Task statement — Output all entries verbatim.

Dataset records —

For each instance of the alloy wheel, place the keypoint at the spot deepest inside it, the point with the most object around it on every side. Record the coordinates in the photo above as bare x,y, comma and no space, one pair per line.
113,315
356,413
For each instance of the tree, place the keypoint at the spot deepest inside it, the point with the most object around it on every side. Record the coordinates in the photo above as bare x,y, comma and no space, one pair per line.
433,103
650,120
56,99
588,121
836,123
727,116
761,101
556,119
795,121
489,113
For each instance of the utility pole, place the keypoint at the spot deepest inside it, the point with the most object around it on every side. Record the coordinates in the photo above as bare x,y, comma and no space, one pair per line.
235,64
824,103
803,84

Expected answer —
For each instance of the alloy wheel, place the keypoint at the spot deepest inside it, the point with the most object around it on every side. Record the coordinates in the photo above as bare x,y, comma and no space, one pair per line.
113,315
356,413
For each instance of the tree, place the keypoint at the spot deepest inside it, the point with the most object around it on every side. Record the coordinates in the photo above as bare x,y, comma and no space, one pair per line.
433,103
650,120
56,99
588,121
836,123
727,116
761,101
556,119
795,121
489,113
For each instance of the utility pole, place the keypoint at the spot deepest inside it, the point with the most object around it on every side. Record the coordinates in the photo above as bare x,y, comma and no space, one pair per line.
235,64
824,103
803,84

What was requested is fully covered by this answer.